_Objective_
Find every line in the material below that contains the string "jacket" and copy each of those lines. Case counts, so match only that exact capitalization.

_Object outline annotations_
● ● ●

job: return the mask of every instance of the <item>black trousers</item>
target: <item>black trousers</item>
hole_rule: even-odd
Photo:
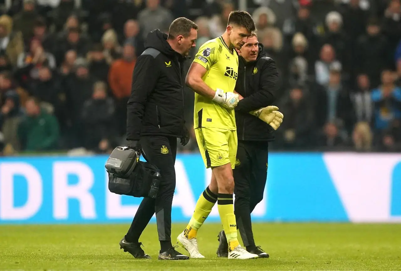
[[[254,246],[251,213],[263,199],[267,177],[267,142],[238,141],[233,170],[234,213],[244,245]]]
[[[155,213],[159,240],[171,241],[171,205],[175,189],[174,165],[177,154],[177,138],[149,136],[140,141],[149,162],[160,170],[159,193],[156,199],[144,198],[126,235],[129,242],[138,242],[140,236]]]

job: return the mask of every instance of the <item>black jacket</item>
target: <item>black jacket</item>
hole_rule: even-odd
[[[272,105],[275,100],[279,79],[275,62],[265,56],[261,44],[256,60],[245,63],[242,57],[239,58],[235,90],[244,98],[235,108],[238,139],[271,141],[274,129],[249,112]]]
[[[185,58],[171,48],[167,38],[158,30],[150,32],[146,49],[137,60],[127,108],[127,140],[183,135]]]

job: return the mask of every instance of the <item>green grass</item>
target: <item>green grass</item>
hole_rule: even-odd
[[[198,243],[207,259],[176,261],[157,259],[154,224],[140,240],[153,259],[135,259],[120,250],[129,226],[0,226],[0,269],[401,270],[400,224],[254,223],[257,245],[270,257],[229,260],[216,255],[221,226],[206,224]],[[184,227],[173,225],[173,244]]]

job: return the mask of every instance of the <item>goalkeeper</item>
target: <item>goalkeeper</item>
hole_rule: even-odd
[[[263,45],[253,34],[238,51],[240,56],[238,78],[235,90],[243,98],[235,108],[238,139],[235,168],[233,170],[235,185],[234,211],[237,227],[247,250],[259,257],[269,255],[257,247],[253,239],[251,213],[263,198],[267,169],[269,142],[273,139],[273,131],[282,121],[279,112],[270,114],[270,125],[251,115],[249,111],[272,104],[277,90],[278,73],[275,63],[263,52]],[[271,108],[271,109],[270,109]],[[275,106],[264,109],[270,112]],[[268,109],[269,109],[268,111]],[[260,112],[260,111],[259,111]],[[266,113],[262,112],[259,116]],[[274,118],[276,119],[272,118]],[[219,257],[227,257],[227,241],[224,232],[219,235]]]

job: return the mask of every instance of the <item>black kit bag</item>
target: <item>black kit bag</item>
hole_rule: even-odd
[[[141,153],[146,162],[139,161]],[[126,147],[117,147],[107,159],[105,167],[109,174],[111,192],[136,197],[157,197],[160,171],[148,161],[142,150],[137,153]]]

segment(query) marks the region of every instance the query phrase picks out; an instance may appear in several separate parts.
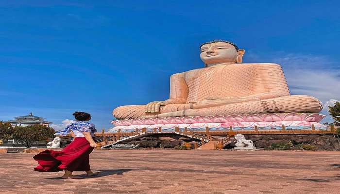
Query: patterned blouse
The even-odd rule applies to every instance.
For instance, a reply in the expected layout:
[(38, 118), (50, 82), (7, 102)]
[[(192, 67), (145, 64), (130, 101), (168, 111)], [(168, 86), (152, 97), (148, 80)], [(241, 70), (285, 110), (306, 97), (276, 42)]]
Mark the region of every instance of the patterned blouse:
[(57, 131), (54, 135), (66, 136), (70, 132), (71, 130), (80, 132), (90, 132), (91, 133), (97, 132), (96, 127), (93, 123), (88, 121), (77, 121), (68, 125), (65, 129)]

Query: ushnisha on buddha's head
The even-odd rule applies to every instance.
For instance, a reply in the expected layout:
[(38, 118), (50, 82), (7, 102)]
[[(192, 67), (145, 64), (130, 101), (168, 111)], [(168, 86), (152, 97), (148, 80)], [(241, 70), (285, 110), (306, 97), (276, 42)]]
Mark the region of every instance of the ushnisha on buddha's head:
[(205, 66), (242, 63), (245, 50), (239, 49), (234, 43), (216, 40), (201, 45), (201, 59)]

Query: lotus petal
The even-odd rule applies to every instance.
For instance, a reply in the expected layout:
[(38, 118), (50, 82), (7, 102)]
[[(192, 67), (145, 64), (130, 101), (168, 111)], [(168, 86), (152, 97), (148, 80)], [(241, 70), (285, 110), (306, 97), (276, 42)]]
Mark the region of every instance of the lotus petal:
[(292, 123), (293, 121), (275, 121), (272, 124), (275, 126), (282, 127), (282, 125), (284, 125), (285, 127), (288, 127)]
[(176, 124), (165, 124), (162, 126), (162, 129), (170, 129), (174, 128), (177, 125)]
[(229, 117), (229, 122), (245, 122), (245, 119), (240, 115), (233, 114)]
[(197, 121), (191, 116), (186, 116), (183, 119), (183, 122), (185, 123), (197, 123)]
[(234, 126), (235, 127), (240, 127), (240, 128), (246, 128), (250, 127), (254, 125), (255, 122), (239, 122), (236, 123), (236, 125)]
[(254, 125), (253, 125), (253, 126), (256, 126), (258, 127), (270, 127), (272, 124), (272, 122), (266, 122), (266, 121), (262, 121), (262, 122), (255, 122), (254, 123)]
[(169, 124), (178, 124), (183, 123), (183, 121), (179, 117), (168, 117), (167, 119), (169, 121)]
[(143, 121), (141, 121), (140, 119), (135, 119), (131, 121), (131, 123), (132, 123), (133, 125), (143, 125), (144, 123)]
[(113, 121), (111, 121), (110, 122), (112, 124), (115, 125), (116, 126), (120, 126), (121, 125), (122, 125), (121, 124), (121, 123), (120, 122), (120, 120), (114, 120)]
[(285, 121), (302, 121), (302, 119), (300, 114), (291, 113), (286, 114), (283, 120)]
[(310, 121), (310, 122), (316, 122), (316, 118), (315, 118), (315, 114), (310, 114), (309, 115), (308, 115), (304, 119), (304, 121)]
[(209, 128), (220, 128), (221, 126), (221, 123), (205, 123), (205, 127), (207, 127)]
[(191, 125), (190, 123), (181, 123), (177, 125), (177, 127), (180, 129), (184, 129), (189, 127), (190, 125)]
[(138, 129), (141, 129), (143, 128), (148, 128), (151, 125), (138, 125), (137, 128)]
[(246, 122), (260, 122), (263, 120), (260, 116), (256, 114), (248, 114), (245, 117)]
[(293, 124), (296, 125), (296, 126), (304, 126), (304, 127), (312, 127), (312, 123), (309, 121), (294, 121)]
[(230, 126), (236, 127), (238, 123), (234, 122), (227, 122), (225, 123), (221, 123), (221, 127), (223, 128), (229, 128)]
[(143, 123), (144, 125), (154, 125), (156, 124), (155, 121), (150, 118), (145, 118)]
[(153, 125), (151, 125), (150, 126), (148, 127), (148, 129), (152, 128), (152, 129), (154, 129), (154, 128), (159, 128), (160, 127), (162, 127), (164, 125), (164, 124), (153, 124)]
[(205, 125), (205, 123), (192, 123), (188, 127), (189, 128), (197, 129), (204, 128)]
[(136, 128), (138, 128), (138, 125), (129, 125), (126, 126), (126, 128), (124, 128), (124, 130), (130, 130), (132, 129), (136, 129)]
[[(229, 117), (228, 117), (229, 118)], [(211, 121), (213, 123), (225, 123), (228, 122), (229, 120), (225, 117), (222, 116), (215, 116), (212, 118)]]
[(263, 121), (282, 121), (282, 118), (276, 114), (270, 113), (264, 115)]
[(165, 118), (155, 118), (154, 121), (157, 124), (168, 124), (169, 123), (169, 121), (165, 119)]
[(212, 120), (207, 116), (200, 116), (195, 118), (198, 123), (212, 123)]
[(133, 125), (132, 123), (128, 119), (121, 120), (120, 122), (122, 125)]

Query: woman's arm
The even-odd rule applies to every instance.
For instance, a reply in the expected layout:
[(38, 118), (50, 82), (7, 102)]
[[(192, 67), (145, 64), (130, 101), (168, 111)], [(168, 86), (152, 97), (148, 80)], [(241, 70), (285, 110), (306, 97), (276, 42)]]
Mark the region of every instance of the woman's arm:
[(73, 133), (73, 131), (72, 131), (72, 130), (71, 130), (70, 131), (71, 131), (71, 135), (72, 135), (72, 137), (73, 138), (73, 139), (75, 139), (76, 136), (74, 135), (74, 133)]
[(84, 134), (85, 138), (87, 141), (90, 143), (90, 146), (91, 147), (96, 147), (97, 146), (97, 144), (93, 141), (93, 138), (92, 136), (91, 136), (91, 132), (82, 132), (83, 134)]

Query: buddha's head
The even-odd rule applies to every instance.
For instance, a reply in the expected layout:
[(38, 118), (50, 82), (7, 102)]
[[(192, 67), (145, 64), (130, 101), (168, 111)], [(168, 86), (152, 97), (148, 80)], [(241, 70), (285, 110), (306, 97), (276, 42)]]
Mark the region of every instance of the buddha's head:
[(216, 40), (201, 45), (201, 59), (206, 66), (221, 63), (241, 63), (244, 52), (231, 42)]

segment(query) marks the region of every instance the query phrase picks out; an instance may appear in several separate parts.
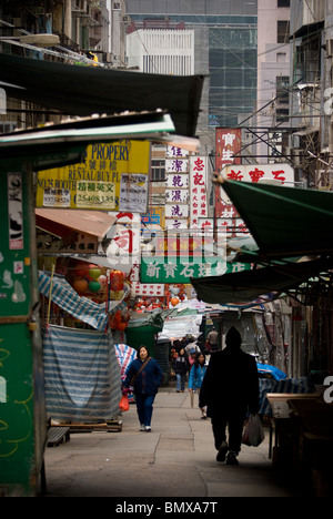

● ● ●

_Solution for this exercise_
job: return the mask of every instance of the <item>black jacket</item>
target: <item>black jacket</item>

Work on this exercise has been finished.